→ Текст для работы:

· · ·

"Догадливость бежит впереди паровоза"
Алена Солнцева побеседовала с режиссером Борисом Хлебниковым о его фильме «Аритмия» и новой серьезности в кино
На недавнем "Кинотавре" Гран-при получила новая картина Бориса Хлебникова "Аритмия". В беседе с режиссером "Огонек" пытается понять, возможно ли возвращение российского кино к новой серьезности
"Аритмия" Бориса Хлебникова получила на "Кинотавре" главный приз и приз за мужскую роль — фильм стал безусловным фаворитом лета. Камерная история о взаимоотношениях молодой провинциальной пары, находящейся на грани развода, оказалась универсальной для нынешней российской жизни. Герои — врачи по профессии, Катя (Ирина Горбачева) работает в больнице, Олег (Александр Яценко) — на скорой помощи, их проблемы понятны, сами они — живые реальные люди, и зрителям очень легко узнавать в них самих себя.
Тихий метр
Борис Хлебников родился в Москве в 1972 году, учился на биолога, потом на киноведа, с 1997 года снимает кино, сначала вместе с другом Алексеем Попогребским (их первый полный метр "Коктебель" в 2003 году стал призером ММКФ), а потом и самостоятельно. Хлебникова называли представителем поколения "новых тихих", он сам говорит, что его любимое занятие "выстраивать тихий ход вещей". И хотя этот режиссерский стиль не громок, каждый новый фильм Хлебникова становился событием в российской кинематографии. Самыми известными картинами режиссера (почти всегда он выступает и в качестве сценариста) стали помимо "Коктебеля" "Свободное "плавание" (2006), "Сумасшедшая помощь" (2009), "Пока ночь не разлучит" (2012), "Долгая счастливая жизнь" (2013). Своими любимыми режиссерами Хлебников называет Иоселиани и Данелию.

· · ·

→ Задания:
(a) В каком году, согласно тексту, родился Борис Хлебников?
(b) Выведите без изменений отрывок текста от слов «Алена Солнцева побеседовала» до слов «них самих себя.».

· · ·

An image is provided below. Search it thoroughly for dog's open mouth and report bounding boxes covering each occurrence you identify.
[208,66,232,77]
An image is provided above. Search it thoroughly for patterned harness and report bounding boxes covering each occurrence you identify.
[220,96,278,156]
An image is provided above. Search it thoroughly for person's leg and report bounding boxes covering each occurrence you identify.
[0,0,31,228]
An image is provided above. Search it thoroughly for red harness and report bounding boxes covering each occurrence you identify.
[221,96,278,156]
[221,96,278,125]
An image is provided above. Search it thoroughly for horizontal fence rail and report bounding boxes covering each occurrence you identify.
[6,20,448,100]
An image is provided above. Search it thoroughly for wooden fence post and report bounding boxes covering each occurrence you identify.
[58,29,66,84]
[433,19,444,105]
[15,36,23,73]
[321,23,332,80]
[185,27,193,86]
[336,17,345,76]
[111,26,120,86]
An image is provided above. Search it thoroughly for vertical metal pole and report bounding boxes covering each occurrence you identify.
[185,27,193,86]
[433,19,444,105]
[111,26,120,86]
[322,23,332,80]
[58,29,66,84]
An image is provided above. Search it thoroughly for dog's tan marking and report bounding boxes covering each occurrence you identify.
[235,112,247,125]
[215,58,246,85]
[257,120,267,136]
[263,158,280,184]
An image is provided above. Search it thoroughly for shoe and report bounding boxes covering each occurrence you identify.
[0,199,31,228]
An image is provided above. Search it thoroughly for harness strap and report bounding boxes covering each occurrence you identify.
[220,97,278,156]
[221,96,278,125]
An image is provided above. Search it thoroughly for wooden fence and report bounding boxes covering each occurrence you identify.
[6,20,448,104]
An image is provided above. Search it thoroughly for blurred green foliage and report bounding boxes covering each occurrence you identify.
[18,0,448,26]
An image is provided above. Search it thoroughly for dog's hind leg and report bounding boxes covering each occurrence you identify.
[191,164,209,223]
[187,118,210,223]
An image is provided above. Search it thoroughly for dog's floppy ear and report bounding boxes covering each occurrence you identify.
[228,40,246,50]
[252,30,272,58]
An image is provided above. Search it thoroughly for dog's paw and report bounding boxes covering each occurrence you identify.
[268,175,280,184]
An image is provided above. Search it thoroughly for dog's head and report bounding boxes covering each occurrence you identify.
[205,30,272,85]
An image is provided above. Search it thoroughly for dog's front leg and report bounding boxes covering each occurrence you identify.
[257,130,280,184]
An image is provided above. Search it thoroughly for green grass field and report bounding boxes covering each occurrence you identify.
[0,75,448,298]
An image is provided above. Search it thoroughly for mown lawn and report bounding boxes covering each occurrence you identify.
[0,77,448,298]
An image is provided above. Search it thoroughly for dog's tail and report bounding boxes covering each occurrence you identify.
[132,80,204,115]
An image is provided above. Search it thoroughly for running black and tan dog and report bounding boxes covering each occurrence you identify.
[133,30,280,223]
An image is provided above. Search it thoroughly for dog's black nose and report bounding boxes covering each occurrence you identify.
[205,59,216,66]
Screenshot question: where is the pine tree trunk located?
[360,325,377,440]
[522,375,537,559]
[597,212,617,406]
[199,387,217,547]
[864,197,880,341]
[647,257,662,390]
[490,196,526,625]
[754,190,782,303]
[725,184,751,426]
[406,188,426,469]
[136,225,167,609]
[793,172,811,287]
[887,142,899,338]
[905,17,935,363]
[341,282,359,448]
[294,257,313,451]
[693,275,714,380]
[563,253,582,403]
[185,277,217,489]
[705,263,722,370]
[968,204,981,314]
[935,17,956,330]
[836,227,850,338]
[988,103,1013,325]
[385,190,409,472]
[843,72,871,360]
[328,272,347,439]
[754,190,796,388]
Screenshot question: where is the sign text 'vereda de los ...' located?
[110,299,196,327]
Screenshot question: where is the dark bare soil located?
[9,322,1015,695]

· · ·

→ Ответы по заданиям:
(a) В 1972 году.

(b)
Алена Солнцева побеседовала с режиссером Борисом Хлебниковым о его фильме «Аритмия» и новой серьезности в кино
На недавнем "Кинотавре" Гран-при получила новая картина Бориса Хлебникова "Аритмия". В беседе с режиссером "Огонек" пытается понять, возможно ли возвращение российского кино к новой серьезности
"Аритмия" Бориса Хлебникова получила на "Кинотавре" главный приз и приз за мужскую роль — фильм стал безусловным фаворитом лета. Камерная история о взаимоотношениях молодой провинциальной пары, находящейся на грани развода, оказалась универсальной для нынешней российской жизни. Герои — врачи по профессии, Катя (Ирина Горбачева) работает в больнице, Олег (Александр Яценко) — на скорой помощи, их проблемы понятны, сами они — живые реальные люди, и зрителям очень легко узнавать в них самих себя.